### [Assignment]
The listing below should be written out exactly; please include all of it.
#####
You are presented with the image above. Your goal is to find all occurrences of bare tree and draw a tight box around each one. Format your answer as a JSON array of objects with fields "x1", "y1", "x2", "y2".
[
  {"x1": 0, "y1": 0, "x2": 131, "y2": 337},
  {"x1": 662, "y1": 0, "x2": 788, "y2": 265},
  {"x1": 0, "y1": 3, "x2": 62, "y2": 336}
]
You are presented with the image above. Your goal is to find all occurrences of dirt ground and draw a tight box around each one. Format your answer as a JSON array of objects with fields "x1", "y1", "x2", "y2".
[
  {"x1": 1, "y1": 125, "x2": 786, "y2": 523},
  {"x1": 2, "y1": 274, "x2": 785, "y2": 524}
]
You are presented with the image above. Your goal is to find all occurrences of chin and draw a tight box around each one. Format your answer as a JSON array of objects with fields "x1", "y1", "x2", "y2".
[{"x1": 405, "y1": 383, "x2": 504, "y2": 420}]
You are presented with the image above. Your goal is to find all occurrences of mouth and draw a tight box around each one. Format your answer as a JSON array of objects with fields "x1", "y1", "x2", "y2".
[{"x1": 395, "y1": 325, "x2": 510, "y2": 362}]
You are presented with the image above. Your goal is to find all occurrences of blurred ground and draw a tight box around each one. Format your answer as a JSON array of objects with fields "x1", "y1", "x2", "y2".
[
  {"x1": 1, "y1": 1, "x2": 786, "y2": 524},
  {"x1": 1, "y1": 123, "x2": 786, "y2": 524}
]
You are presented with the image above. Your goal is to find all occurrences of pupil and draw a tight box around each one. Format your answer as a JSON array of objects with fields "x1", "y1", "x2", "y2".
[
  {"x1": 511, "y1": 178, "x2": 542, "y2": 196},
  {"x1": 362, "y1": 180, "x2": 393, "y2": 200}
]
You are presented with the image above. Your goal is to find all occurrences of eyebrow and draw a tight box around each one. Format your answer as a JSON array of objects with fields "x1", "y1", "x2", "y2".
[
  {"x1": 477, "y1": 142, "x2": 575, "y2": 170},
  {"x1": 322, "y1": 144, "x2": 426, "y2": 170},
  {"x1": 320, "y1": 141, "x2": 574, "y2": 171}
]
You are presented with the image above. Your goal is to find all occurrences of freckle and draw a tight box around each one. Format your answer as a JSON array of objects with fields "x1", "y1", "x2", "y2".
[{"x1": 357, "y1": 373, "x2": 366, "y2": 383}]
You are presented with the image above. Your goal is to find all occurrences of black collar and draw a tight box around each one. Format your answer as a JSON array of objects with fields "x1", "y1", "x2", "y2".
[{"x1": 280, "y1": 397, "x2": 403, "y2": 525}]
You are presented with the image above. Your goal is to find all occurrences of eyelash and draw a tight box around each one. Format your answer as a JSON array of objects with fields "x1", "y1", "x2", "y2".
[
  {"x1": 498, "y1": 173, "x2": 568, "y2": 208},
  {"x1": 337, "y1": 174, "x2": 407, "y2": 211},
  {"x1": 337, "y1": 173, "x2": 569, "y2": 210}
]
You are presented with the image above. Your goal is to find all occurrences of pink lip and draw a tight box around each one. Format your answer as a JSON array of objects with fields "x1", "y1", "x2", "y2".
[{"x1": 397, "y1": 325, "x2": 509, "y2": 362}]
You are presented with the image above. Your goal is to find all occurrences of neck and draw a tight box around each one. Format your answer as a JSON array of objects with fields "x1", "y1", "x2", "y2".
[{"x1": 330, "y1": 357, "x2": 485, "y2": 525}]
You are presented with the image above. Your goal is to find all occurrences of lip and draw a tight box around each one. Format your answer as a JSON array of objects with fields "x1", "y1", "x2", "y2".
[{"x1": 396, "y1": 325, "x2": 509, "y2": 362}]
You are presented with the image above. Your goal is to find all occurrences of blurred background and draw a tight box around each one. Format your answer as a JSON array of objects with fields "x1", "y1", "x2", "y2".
#####
### [Answer to this task]
You are presented with the image above. Your goal is to find all occurrences of bare tree and draw a tight box around each one. Format your answer as a JSON array of objects with fields "x1", "y1", "x2", "y2".
[
  {"x1": 0, "y1": 0, "x2": 131, "y2": 337},
  {"x1": 662, "y1": 0, "x2": 788, "y2": 265},
  {"x1": 0, "y1": 3, "x2": 62, "y2": 336}
]
You are presented with the image above. Your goal is to find all occurrences of dirt ground and draw a tight box around each one. Format your answer as a JSON array of objects with fields "x1", "y1", "x2", "y2".
[
  {"x1": 1, "y1": 125, "x2": 786, "y2": 523},
  {"x1": 2, "y1": 274, "x2": 785, "y2": 524}
]
You are presented with the image above. Your goal is to find all occurrences of chin and draw a tight box around each one. Format your answer as a JSON array of objects with fields "x1", "y1", "x2", "y2".
[{"x1": 405, "y1": 383, "x2": 504, "y2": 420}]
You are presented with the image above. Your goal is to find all occurrences of mouth and draw a tight box around each one. Format your answer as a JSON array of objects with fields "x1", "y1", "x2", "y2".
[{"x1": 395, "y1": 325, "x2": 510, "y2": 362}]
You are presented with the image above. Your goal is to find all occurrences of blurred ground and draw a tight box around each one. Format your answer as a JSON array of objects with fields "x1", "y1", "x2", "y2".
[
  {"x1": 1, "y1": 1, "x2": 786, "y2": 524},
  {"x1": 1, "y1": 123, "x2": 786, "y2": 524}
]
You are presented with the image above. Your goal is to find all occurrences of pupil and draw a tight box around each one. Format your answer as a JSON array of objects with fields "x1", "y1", "x2", "y2".
[
  {"x1": 511, "y1": 178, "x2": 542, "y2": 196},
  {"x1": 362, "y1": 180, "x2": 393, "y2": 200}
]
You are presented with the image above. Your goal is to find all occurrences of eyebrow and draw a tight box around each one. Format your answer as a JSON array of objects with fields "x1", "y1", "x2", "y2".
[
  {"x1": 477, "y1": 142, "x2": 575, "y2": 170},
  {"x1": 322, "y1": 144, "x2": 426, "y2": 170},
  {"x1": 320, "y1": 141, "x2": 574, "y2": 171}
]
You are presented with the image above. Your goal is to find all occurrences of freckle and draw a tight box around each one. Format your answer as a JSON array of objects with fields "x1", "y1", "x2", "y2".
[{"x1": 357, "y1": 373, "x2": 366, "y2": 383}]
You are presented with the image above. Your goal is to find all occurrences of black collar and draw a tight box around each one. Format your answer as a JSON array of objects with fields "x1", "y1", "x2", "y2".
[{"x1": 280, "y1": 397, "x2": 403, "y2": 525}]
You are presented with the image above. Your goal is to find all occurrences of eyelash and draw a tight box around each one. Format your answer as a JSON array of objects with fields "x1", "y1", "x2", "y2".
[
  {"x1": 498, "y1": 173, "x2": 568, "y2": 208},
  {"x1": 337, "y1": 174, "x2": 407, "y2": 211},
  {"x1": 337, "y1": 173, "x2": 569, "y2": 210}
]
You are presented with the image above. Your goal is to find all occurrences of pink lip and draw a tight box around each one. Format your answer as a JSON array of objects with fields "x1", "y1", "x2", "y2".
[{"x1": 397, "y1": 325, "x2": 509, "y2": 362}]
You are presented with the image above. Your goal is to find all occurrences of neck and draw a tight box around each one. Format your answer as a JSON array of objects with fields "x1", "y1", "x2", "y2".
[{"x1": 330, "y1": 357, "x2": 485, "y2": 525}]
You are presented with the image above. Your goal is to find all occurrences of lip and draw a tight box around each one. Format your answer as a JSON array of objects with fields "x1", "y1", "x2", "y2".
[{"x1": 396, "y1": 325, "x2": 509, "y2": 362}]
You are presented with the image above. Your goal is to find all occurrences of blurred background and draw a tight box around each one. Format your answer as a JSON array of objects with fields "x1", "y1", "x2", "y2".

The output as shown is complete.